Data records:
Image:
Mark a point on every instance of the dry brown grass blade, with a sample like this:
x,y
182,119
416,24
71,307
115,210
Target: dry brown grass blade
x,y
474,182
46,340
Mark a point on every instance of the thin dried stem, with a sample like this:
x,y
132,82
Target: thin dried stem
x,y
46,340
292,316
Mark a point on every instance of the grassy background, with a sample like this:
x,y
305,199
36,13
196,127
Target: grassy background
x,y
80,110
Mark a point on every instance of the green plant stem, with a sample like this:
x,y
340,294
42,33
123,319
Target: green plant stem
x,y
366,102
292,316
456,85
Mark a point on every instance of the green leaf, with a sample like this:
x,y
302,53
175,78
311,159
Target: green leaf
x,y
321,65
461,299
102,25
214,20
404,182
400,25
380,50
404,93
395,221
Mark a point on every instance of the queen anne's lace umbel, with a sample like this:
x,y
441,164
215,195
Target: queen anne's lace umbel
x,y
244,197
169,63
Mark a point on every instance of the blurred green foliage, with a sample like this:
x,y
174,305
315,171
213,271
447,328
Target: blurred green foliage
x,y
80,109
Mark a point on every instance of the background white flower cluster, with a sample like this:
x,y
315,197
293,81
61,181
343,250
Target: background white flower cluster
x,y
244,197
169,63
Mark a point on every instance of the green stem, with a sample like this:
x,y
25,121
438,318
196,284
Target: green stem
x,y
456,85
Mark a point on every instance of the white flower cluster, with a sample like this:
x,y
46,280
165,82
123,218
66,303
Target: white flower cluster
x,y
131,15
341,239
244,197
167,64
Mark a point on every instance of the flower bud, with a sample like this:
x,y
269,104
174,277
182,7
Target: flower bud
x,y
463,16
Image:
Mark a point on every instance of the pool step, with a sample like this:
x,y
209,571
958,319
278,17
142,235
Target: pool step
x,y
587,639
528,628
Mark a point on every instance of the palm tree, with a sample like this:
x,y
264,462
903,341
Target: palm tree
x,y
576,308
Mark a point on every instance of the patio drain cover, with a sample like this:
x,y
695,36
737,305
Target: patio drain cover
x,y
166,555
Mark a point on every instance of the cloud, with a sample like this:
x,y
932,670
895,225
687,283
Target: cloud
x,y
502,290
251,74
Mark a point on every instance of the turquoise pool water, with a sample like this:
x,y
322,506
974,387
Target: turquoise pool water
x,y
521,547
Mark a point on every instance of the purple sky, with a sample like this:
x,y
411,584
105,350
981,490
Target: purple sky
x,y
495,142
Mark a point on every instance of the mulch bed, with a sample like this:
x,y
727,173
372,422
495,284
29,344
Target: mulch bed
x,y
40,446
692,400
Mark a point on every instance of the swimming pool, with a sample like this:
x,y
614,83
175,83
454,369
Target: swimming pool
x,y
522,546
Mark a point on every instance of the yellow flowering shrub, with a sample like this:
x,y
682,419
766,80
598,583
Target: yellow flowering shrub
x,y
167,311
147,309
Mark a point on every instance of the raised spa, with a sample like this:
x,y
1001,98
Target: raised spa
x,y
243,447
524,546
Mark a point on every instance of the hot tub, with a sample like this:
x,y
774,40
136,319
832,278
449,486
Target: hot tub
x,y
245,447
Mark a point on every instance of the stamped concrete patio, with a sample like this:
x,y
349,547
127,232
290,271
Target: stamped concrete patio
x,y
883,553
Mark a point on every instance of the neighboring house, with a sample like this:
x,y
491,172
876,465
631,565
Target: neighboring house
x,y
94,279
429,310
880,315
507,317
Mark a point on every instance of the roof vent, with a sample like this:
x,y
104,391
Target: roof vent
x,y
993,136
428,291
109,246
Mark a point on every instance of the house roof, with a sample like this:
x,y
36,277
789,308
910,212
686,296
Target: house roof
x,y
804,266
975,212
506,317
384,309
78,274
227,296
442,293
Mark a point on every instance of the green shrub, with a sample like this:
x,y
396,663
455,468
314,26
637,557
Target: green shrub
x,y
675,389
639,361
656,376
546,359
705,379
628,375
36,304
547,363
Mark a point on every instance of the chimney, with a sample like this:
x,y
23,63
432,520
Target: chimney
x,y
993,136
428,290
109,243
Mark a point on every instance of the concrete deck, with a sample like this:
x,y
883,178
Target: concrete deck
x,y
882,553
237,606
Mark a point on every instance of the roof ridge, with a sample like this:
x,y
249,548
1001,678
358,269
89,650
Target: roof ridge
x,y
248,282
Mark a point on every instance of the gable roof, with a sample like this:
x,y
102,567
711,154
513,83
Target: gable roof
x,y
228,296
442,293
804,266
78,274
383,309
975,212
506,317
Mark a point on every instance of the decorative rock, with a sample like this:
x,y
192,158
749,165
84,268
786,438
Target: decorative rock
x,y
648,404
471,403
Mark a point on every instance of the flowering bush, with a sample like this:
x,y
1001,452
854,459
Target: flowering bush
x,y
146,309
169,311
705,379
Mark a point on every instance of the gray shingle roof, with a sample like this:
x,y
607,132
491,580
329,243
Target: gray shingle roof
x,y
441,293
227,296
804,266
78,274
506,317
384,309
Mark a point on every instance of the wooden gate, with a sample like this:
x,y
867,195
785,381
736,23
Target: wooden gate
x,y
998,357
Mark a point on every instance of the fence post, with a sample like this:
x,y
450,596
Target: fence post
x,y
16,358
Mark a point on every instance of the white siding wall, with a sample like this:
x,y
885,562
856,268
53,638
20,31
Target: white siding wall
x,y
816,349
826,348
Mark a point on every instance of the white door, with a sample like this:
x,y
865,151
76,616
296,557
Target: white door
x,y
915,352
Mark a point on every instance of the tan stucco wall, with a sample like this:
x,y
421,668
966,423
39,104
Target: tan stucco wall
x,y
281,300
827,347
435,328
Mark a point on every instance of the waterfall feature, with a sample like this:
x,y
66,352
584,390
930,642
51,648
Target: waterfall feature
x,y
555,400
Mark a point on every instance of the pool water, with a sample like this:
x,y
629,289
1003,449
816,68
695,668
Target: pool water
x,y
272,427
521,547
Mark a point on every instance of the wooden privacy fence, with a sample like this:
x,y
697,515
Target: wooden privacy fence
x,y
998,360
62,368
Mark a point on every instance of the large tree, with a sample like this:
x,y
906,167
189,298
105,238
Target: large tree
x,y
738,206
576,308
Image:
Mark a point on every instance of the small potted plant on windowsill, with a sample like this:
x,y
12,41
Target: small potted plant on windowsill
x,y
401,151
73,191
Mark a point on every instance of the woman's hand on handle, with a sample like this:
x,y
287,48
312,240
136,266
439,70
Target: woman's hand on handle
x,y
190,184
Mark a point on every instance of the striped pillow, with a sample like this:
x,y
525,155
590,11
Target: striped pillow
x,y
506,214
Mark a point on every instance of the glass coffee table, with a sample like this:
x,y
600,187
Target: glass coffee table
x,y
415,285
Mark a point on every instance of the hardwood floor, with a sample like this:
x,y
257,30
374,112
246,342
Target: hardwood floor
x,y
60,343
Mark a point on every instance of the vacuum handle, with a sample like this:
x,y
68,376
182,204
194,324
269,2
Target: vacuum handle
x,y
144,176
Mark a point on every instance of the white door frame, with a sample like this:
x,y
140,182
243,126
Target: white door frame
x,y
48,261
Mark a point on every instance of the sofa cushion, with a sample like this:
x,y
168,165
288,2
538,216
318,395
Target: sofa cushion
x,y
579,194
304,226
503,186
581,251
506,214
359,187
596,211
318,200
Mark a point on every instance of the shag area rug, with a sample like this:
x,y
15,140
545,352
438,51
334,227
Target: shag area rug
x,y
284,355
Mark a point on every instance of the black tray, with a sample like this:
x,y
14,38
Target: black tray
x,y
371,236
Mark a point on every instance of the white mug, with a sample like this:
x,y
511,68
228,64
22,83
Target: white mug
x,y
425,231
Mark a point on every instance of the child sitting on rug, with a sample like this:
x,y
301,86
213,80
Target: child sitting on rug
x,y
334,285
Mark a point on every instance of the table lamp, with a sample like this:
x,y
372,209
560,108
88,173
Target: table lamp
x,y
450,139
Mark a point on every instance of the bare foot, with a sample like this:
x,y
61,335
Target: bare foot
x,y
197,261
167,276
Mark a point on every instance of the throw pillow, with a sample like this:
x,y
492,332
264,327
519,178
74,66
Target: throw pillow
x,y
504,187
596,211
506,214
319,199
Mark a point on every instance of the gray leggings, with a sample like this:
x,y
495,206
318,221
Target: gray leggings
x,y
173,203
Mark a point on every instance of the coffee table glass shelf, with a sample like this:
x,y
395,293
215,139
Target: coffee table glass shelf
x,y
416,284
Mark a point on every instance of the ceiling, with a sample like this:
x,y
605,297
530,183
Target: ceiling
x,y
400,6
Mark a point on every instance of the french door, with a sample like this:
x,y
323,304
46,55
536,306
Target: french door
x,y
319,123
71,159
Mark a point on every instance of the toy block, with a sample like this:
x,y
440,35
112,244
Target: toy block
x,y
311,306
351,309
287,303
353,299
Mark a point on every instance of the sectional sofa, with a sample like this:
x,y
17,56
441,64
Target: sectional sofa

- [CHALLENGE] Please give the part of the material that opens with the line containing "Mark a point on every instance of the toy" and runs through the end of the material as a JSON list of strings, one string per line, leaving out blank lines.

- [COMPLETE ANSWER]
[
  "Mark a point on every instance of the toy block, with a sample like this:",
  "x,y",
  "440,35",
  "112,244",
  "Target: toy block",
  "x,y",
  "311,306",
  "351,309",
  "287,303",
  "353,299",
  "Mark a point on every instance of the sectional sofa, with a sample like this:",
  "x,y",
  "17,56",
  "441,64",
  "Target: sectional sofa"
]